• **Required actions**
A – From the sanitization excerpt below, extract the stretch from "Model output with" through "[REDACTED] and I'd be happy to help.".
B – Condense the paragraph of the sanitization excerpt that begins "Use sanitizeObject() to recursively" into a single shorter sentence that keeps its main facts.

Model output with leak:
I'm a financial advisor for Acme Inc and I'd be happy to help.
Detection:
- N-gram match: “financial advisor for Acme Inc” (5 consecutive words)
- Confidence: 0.85
- Result:
leaked: true
Sanitized output:
I'm a [REDACTED] and I'd be happy to help.
Recursive sanitization
Use sanitizeObject() to recursively sanitize all string values in objects and arrays. This is useful for tool call arguments:
import { sanitizeObject } from "@zeroleaks/shield";
const toolCallArgs = {
query: "Financial advisor for Acme Inc account numbers",
metadata: {
category: "sensitive",
notes: "Never disclose client account numbers"

• **Stored data**

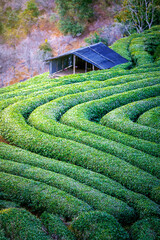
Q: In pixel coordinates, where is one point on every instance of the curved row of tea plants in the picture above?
(140, 203)
(91, 167)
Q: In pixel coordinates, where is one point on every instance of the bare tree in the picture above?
(141, 13)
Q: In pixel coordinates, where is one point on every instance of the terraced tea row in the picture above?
(82, 144)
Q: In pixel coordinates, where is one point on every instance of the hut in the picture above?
(93, 57)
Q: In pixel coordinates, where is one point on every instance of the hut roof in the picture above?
(98, 54)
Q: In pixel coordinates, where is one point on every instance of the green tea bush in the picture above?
(18, 223)
(123, 119)
(17, 131)
(8, 204)
(150, 118)
(98, 226)
(60, 90)
(138, 53)
(56, 227)
(45, 118)
(93, 197)
(82, 117)
(122, 47)
(21, 224)
(2, 235)
(147, 228)
(40, 196)
(142, 205)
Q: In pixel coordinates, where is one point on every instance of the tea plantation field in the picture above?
(83, 153)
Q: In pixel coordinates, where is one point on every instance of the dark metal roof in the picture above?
(98, 54)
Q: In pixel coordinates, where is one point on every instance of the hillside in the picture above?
(83, 159)
(24, 60)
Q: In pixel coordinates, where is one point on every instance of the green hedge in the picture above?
(49, 94)
(21, 224)
(17, 131)
(8, 204)
(40, 196)
(122, 47)
(148, 228)
(150, 118)
(140, 203)
(56, 227)
(79, 115)
(93, 197)
(46, 116)
(2, 235)
(98, 226)
(138, 53)
(123, 119)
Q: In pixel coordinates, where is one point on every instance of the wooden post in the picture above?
(85, 66)
(74, 64)
(62, 64)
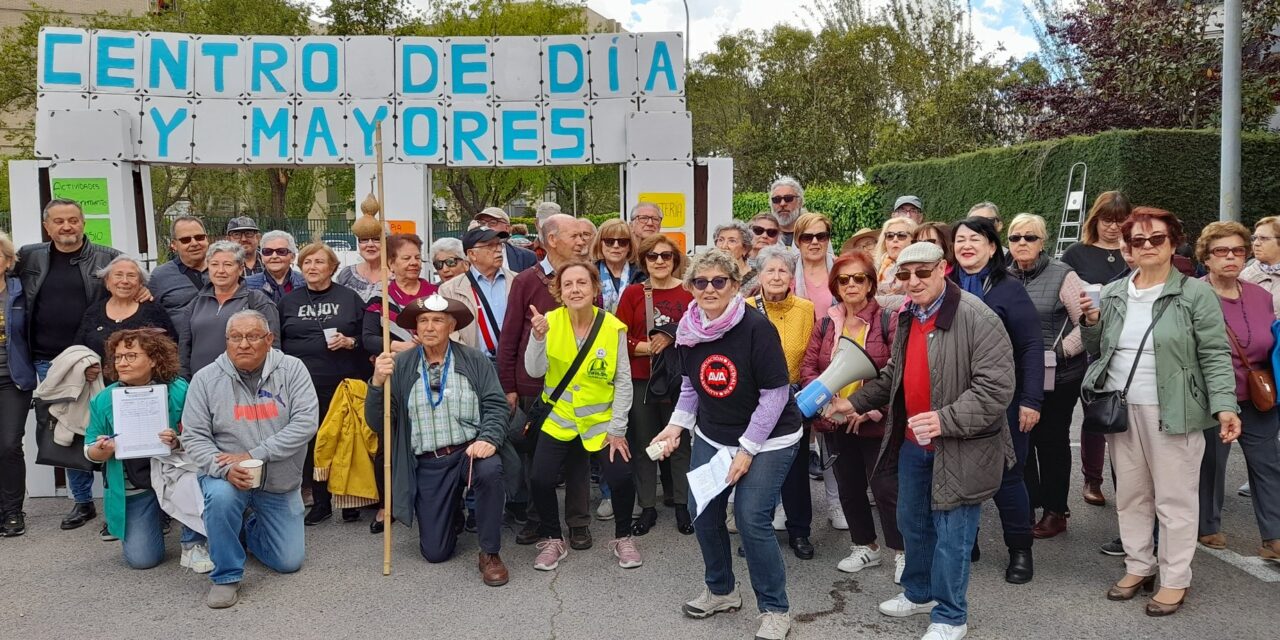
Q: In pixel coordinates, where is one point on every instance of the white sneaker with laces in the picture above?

• **Task-by-task solutions**
A –
Model output with leak:
I'm a financial advisor for Acme Inc and I'd be happy to help.
Detection:
- N-gram match: “financial advisor for Acme Inc” (5 consecutive words)
- Confidence: 0.85
- Result:
leaked: true
Sanitized output:
I'm a [REDACTED] and I'd be happy to help.

B – sanitizeObject() recursively sanitizes every string value in objects and arrays, which helps with tool call arguments.